## Ziel der Aufgabe:
Schreibe den Artikel über Hasret und ihre Mutter Medine im gleichen Ton weiter und setze direkt nach seinem letzten Satz ein.

## Artikel:
_ _ _ _

# taz.de -- Kolumne Das Tuch: Wenn die Sehnsucht kommt und geht
       
       > Ein Abschied bedeutet oft Tränen – auch wenn man die nicht immer sieht.
       > Hasret weinte im Stillen in Deutschland, Medine im Stillen in der Türkei.
       
       Als Hasret das erste Mal weg war, suchte Medine sie überall. In Aufruhr
       durchkämmten die Bewohner der türkischen Kleinstadt Felder, Häuser und
       Bäche. Es wurde schließlich später Abend. Die Laternen der Suchenden, der
       Mond und die Sterne erhellten das Feld der Familie. Verzweifelt bahnte sich
       Medine den Weg durch die Orangen-, Zitronen- und Feigenbäume. Und während
       sie lief, fühlte Medine einen Schmerz, wie sie ihn nie zuvor gefühlt hatte.
       Weinend rief sie den Namen ihrer Tochter. Immer wieder.
       
       Am Berghang endlich entdeckte sie dann das kleine Mädchen. Hasret lag
       friedlich schlafend in dem Papphäuschen, das die Brüder ihr gebaut hatten.
       Der unbekannte Schmerz in Medines Herzen verschwand. Sie schloss ihr
       schlafendes Kind fest in ihre Arme. Als Medine ihre Arme wieder öffnete,
       waren zehn Jahre vergangen. Hasret war nun 13 Jahre alt und sollte bei
       Verwandten in der Großstadt leben und die gute Schule dort besuchen. Hasret
       ging und der Schmerz von damals nahm wieder Platz in Medines Herzen. Dieses
       Mal für immer. Jahre vergingen. Schul- und später Semesterferien waren es,
       an denen sie sich Mutter und Tochter sahen. Kaum dass Hasret da war, war
       sie wieder weg. So kam es, dass sie eines Tages als Braut in den Armen
       ihrer Mutter lag. Auf dem Weg nach Deutschland.

_ _ _ _

## Rohe Einträge:
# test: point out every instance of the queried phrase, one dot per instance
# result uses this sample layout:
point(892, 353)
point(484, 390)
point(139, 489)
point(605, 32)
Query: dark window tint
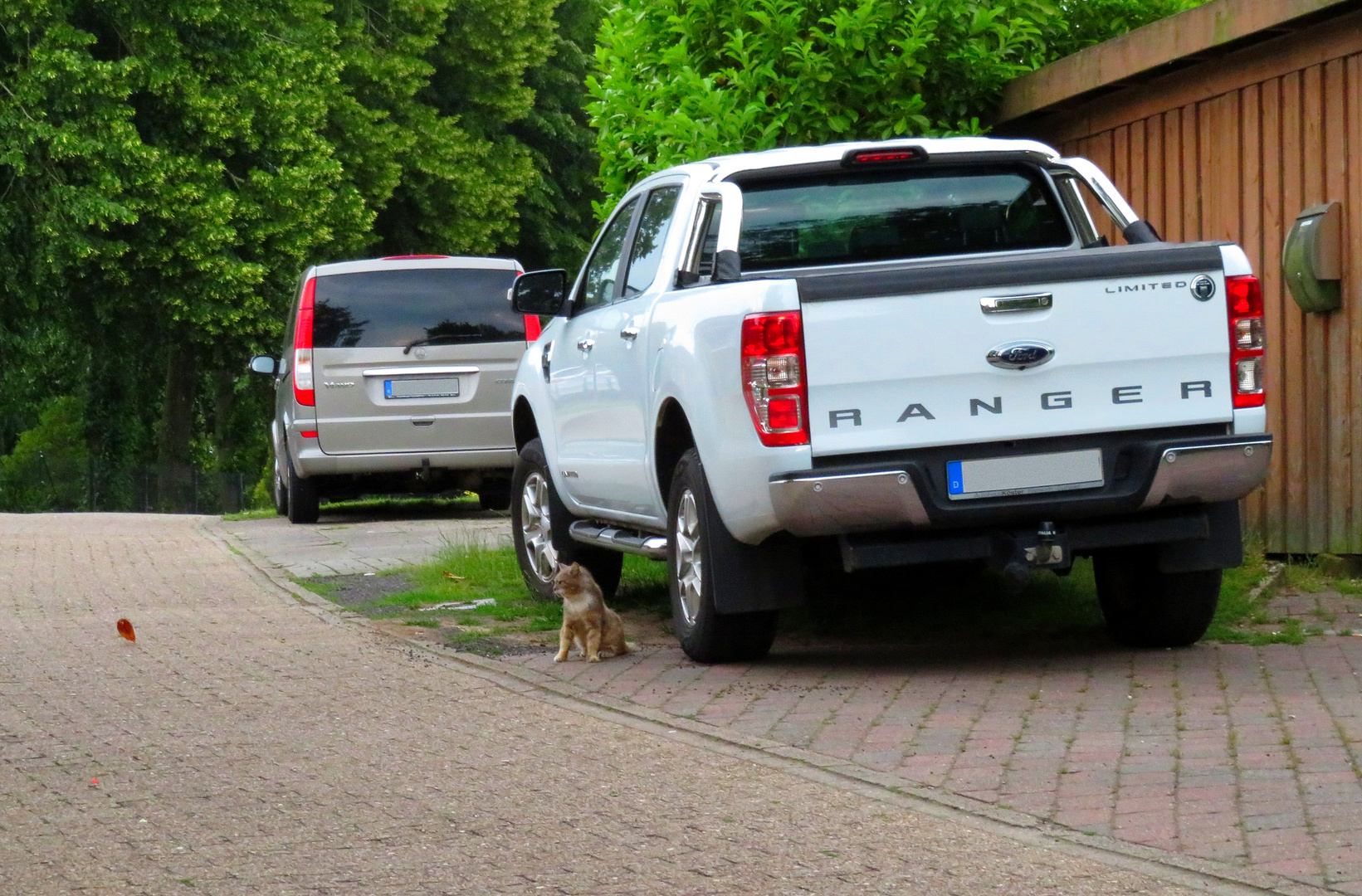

_ _ _ _

## Lösung der Aufgabe:
       
       Während sich Hasret in einem weißen Kleid von ihrer Mutter verabschiedete,
       wuchs Medines Schmerz nun auch in Hasrets Herzen. Hasret weinte in
       Deutschland, Medine in der Türkei. Es waren jedes Jahr die wenigen
       Sommertage in der türkischen Kleinstadt, in denen sie versuchten, ihren
       Liebesdurst zu stillen. Tränenreich wurde jedes Jahr der Abschied. Nie aber
       sah Hasret ihre Mutter weinen, nie sah Medine ihre Tochter weinen. Hasret
       weinte im Stillen in Deutschland, Medine im Stillen in der Türkei.
       
       "Mutter, komm nach Deutschland", sagte Hasret am Telefon. Einmal, nur
       einmal wünschte sie sich, ihre Mutter als Gast in ihrem Haus begrüßen zu
       dürfen. Medine zögerte. So weit war das Land, so fremd. "Wer soll das Feld
       bestellen?", fragte Medine. Als Medine zu alt wurde, hörte Hasret auf zu
       fragen.
       
       24 Sommer nachdem Hasret ihr Elternhaus in einem weißen Kleid verließ, hing
       nun auch in dem Zimmer ihrer Tochter ein weißes Kleid. "Komm nach
       Deutschland, Mutter. Sei dabei", bat Hasret am Telefon. "Ich wills
       versuchen. So Gott will", antwortete Medine zum ersten Mal.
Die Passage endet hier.